**Exercise objective**
Filter the data for lines with the word "clear" and copy those lines.

"""

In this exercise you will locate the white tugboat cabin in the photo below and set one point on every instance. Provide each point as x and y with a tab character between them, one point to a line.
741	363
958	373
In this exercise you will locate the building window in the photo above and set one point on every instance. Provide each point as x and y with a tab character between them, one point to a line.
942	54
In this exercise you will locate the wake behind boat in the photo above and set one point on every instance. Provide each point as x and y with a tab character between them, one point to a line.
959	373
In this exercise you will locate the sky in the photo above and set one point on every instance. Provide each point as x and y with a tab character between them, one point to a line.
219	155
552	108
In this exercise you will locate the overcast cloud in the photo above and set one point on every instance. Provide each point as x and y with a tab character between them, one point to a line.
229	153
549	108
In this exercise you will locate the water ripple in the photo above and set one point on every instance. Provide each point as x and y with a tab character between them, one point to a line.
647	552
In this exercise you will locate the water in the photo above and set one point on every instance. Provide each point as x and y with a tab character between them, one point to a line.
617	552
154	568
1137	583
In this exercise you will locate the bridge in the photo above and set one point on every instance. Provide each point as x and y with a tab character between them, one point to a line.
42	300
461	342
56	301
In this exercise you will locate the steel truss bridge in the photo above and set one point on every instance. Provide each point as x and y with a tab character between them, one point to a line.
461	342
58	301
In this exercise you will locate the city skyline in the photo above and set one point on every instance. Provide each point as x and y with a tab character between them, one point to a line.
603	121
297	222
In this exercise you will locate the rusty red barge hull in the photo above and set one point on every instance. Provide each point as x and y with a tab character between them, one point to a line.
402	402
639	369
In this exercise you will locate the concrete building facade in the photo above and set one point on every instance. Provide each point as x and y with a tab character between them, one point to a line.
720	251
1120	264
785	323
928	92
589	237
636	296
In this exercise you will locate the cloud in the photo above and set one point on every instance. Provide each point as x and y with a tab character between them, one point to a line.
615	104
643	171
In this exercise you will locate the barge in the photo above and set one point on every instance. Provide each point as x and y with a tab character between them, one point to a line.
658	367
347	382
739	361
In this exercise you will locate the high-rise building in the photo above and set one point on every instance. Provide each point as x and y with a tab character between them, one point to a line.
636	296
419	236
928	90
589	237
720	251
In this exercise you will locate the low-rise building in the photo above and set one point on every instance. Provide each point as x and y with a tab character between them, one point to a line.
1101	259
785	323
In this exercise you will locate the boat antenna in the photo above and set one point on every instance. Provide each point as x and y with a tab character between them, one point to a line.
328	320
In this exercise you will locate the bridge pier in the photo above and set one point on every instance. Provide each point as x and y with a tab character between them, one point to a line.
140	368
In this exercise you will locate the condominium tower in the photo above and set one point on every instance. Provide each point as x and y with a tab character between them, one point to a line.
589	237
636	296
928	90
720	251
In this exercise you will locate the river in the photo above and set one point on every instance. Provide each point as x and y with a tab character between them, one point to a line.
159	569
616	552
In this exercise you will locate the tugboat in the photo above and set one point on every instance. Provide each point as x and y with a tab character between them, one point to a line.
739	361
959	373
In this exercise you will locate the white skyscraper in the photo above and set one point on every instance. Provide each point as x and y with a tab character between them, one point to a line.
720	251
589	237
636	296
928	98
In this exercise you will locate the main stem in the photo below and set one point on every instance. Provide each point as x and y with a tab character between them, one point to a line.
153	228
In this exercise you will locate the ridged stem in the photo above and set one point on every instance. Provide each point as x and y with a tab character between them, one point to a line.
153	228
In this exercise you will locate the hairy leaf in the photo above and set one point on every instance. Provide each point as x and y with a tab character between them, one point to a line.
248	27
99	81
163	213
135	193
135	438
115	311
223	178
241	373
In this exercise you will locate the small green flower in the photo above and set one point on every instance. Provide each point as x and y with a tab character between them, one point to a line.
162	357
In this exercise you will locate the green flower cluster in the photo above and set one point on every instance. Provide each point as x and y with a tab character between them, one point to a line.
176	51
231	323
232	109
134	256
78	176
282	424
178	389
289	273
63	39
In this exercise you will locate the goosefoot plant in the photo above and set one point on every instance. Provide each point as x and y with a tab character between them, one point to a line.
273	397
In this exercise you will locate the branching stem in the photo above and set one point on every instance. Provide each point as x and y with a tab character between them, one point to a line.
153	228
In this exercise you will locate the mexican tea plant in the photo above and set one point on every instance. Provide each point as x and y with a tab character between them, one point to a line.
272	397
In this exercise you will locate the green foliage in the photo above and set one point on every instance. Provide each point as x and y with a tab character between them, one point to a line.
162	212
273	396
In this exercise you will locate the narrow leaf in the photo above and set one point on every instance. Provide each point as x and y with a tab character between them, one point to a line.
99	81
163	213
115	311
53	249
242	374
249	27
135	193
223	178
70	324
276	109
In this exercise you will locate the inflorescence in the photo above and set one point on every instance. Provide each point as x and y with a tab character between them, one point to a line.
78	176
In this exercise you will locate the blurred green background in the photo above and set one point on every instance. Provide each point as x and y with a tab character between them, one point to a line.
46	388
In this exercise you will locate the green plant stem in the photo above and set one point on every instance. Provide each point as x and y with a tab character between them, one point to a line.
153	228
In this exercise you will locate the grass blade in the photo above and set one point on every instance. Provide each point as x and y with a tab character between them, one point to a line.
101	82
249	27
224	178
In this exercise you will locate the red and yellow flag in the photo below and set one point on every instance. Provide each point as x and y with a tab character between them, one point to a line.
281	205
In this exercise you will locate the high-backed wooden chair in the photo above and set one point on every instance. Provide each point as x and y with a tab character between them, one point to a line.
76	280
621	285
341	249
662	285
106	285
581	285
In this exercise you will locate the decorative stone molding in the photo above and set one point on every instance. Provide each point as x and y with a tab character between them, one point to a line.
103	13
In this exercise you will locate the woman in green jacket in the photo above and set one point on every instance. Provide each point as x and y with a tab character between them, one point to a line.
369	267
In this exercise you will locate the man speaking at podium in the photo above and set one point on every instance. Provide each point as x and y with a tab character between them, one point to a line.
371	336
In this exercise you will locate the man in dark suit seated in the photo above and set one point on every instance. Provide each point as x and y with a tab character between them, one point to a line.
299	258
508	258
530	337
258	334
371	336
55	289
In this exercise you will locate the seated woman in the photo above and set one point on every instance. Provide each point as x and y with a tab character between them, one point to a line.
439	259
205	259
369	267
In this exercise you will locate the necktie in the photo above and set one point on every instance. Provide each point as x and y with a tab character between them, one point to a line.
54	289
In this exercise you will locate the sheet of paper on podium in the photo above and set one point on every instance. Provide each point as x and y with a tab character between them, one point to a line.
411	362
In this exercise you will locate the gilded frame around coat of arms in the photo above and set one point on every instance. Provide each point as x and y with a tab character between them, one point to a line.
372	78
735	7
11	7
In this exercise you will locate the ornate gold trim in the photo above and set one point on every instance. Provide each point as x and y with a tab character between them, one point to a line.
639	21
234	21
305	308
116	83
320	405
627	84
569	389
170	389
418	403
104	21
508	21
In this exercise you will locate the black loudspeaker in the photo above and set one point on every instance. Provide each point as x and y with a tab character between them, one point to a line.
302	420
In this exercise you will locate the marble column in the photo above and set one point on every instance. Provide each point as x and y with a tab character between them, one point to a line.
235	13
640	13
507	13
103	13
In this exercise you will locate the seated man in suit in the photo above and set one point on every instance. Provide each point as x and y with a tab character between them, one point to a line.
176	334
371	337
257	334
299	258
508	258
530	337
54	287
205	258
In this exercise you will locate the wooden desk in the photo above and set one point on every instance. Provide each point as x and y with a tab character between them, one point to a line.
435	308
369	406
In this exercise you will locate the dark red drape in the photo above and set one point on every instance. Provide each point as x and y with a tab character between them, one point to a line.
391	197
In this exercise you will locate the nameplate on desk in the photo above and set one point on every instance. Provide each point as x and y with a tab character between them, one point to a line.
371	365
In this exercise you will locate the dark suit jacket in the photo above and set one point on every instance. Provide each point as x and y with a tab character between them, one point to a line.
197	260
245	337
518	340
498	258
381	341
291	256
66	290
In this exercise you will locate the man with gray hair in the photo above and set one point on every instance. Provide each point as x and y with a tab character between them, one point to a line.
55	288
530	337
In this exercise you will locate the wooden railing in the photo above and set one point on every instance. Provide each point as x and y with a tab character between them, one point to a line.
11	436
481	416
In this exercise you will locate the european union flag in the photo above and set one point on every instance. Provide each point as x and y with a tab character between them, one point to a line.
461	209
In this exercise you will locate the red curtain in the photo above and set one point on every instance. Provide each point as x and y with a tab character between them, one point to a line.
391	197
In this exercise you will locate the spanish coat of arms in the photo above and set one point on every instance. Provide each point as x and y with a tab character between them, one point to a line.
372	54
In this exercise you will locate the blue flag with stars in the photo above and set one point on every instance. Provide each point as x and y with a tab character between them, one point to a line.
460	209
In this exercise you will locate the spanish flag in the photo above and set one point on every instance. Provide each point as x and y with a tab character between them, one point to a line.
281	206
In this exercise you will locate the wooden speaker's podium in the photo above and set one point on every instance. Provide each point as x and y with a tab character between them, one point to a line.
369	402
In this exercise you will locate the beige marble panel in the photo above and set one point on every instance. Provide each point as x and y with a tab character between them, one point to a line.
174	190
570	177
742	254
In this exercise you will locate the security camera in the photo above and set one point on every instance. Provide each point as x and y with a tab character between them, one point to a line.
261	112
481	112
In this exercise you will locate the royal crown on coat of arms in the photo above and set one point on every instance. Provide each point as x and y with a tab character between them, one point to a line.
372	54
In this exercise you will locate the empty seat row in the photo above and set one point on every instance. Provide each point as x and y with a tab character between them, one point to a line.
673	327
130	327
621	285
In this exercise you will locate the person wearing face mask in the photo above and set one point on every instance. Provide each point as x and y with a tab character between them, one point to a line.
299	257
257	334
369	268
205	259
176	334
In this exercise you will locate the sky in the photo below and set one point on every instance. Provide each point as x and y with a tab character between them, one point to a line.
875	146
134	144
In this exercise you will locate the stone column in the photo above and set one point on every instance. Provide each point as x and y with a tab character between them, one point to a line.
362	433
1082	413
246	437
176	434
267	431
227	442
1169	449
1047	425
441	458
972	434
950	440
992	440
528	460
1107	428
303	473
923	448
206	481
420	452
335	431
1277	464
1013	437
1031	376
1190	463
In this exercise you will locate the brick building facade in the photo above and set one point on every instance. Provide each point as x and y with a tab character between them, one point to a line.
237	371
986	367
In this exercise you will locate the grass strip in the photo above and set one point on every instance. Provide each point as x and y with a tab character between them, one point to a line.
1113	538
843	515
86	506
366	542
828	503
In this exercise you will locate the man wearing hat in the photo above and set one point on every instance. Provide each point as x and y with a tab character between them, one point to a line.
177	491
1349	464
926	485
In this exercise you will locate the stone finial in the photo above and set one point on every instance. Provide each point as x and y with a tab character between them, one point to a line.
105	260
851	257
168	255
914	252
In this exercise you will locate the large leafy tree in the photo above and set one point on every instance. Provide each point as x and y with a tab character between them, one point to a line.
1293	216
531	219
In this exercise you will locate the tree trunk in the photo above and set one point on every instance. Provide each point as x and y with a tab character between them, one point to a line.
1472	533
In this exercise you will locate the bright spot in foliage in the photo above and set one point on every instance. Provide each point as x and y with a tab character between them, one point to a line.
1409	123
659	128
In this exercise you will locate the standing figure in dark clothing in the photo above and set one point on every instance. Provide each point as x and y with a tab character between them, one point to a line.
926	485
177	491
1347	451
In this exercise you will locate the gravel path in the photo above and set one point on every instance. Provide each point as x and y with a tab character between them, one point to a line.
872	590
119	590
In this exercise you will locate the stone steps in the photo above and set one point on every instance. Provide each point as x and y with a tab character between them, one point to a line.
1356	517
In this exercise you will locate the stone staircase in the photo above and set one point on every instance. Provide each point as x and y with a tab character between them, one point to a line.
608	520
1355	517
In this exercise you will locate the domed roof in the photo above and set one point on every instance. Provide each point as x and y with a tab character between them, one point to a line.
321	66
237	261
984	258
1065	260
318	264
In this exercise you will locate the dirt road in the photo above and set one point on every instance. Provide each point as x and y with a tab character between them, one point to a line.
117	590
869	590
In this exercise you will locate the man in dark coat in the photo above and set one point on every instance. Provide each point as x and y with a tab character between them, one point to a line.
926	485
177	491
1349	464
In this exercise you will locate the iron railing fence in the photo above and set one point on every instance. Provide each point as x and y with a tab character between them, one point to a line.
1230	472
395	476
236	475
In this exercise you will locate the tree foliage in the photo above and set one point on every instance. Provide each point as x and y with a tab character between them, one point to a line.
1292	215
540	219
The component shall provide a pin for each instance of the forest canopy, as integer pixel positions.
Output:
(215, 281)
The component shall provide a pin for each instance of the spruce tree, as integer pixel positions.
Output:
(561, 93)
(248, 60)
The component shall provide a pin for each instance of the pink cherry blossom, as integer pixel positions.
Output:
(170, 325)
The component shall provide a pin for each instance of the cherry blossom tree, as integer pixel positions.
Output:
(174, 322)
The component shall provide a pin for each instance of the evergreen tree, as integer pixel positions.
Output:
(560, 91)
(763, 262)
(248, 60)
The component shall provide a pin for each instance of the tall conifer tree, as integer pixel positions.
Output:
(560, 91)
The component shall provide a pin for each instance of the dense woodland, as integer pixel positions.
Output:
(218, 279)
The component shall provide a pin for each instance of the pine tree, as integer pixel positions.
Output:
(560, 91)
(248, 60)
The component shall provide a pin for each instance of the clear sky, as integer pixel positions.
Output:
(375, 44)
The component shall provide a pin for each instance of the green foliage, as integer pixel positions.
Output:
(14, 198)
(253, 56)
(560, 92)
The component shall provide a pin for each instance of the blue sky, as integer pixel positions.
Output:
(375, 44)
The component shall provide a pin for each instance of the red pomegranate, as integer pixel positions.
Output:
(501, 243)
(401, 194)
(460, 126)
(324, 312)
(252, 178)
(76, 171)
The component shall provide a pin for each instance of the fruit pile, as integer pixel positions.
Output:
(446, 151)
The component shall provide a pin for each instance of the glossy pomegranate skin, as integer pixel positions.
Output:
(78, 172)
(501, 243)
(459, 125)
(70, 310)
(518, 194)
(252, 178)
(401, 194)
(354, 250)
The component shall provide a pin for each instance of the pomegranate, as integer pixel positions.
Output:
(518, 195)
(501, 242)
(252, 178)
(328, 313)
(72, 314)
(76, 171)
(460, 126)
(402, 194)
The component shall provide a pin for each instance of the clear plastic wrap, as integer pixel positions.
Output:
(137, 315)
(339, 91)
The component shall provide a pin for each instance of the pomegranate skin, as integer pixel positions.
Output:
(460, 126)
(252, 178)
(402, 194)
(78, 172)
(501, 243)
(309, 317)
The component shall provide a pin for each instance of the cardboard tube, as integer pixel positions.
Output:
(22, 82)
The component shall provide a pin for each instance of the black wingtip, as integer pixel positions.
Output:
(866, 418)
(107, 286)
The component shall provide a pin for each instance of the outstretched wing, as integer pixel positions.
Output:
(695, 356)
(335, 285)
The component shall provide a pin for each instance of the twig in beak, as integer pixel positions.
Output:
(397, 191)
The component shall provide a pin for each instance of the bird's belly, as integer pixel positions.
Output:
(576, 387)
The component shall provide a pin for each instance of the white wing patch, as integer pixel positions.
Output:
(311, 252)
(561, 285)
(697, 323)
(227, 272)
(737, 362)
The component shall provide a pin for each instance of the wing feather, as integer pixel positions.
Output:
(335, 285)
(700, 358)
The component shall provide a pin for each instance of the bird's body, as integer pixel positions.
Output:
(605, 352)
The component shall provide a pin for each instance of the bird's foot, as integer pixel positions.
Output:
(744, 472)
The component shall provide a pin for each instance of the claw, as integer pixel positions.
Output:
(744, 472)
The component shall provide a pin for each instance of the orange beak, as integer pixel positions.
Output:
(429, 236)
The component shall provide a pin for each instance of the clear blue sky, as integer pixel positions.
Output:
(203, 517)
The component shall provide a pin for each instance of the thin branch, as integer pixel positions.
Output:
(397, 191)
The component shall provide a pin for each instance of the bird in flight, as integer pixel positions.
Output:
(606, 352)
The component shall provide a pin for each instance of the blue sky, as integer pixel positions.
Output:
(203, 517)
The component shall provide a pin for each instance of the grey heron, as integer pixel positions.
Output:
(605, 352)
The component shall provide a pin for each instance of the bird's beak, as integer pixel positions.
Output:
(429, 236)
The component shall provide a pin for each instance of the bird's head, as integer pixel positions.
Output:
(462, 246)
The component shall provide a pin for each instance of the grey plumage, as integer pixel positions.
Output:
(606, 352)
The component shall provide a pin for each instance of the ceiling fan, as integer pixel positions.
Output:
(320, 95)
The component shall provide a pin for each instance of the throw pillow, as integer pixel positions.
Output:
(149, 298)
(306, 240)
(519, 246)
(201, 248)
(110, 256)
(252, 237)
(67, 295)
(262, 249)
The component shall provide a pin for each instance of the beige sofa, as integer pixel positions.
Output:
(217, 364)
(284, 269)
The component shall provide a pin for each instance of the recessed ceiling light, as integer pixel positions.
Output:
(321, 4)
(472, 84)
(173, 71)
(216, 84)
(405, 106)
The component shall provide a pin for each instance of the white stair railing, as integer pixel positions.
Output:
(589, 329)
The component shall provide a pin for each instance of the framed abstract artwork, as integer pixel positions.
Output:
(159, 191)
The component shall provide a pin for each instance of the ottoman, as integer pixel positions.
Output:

"""

**Output of the task**
The component shall provide a pin for each instance of the clear sky, as integer pixel positions.
The component shall provide a pin for each instance of the clear plastic wrap, as integer pixel positions.
The component shall provide a pin for each instance of the clear blue sky, as integer pixel positions.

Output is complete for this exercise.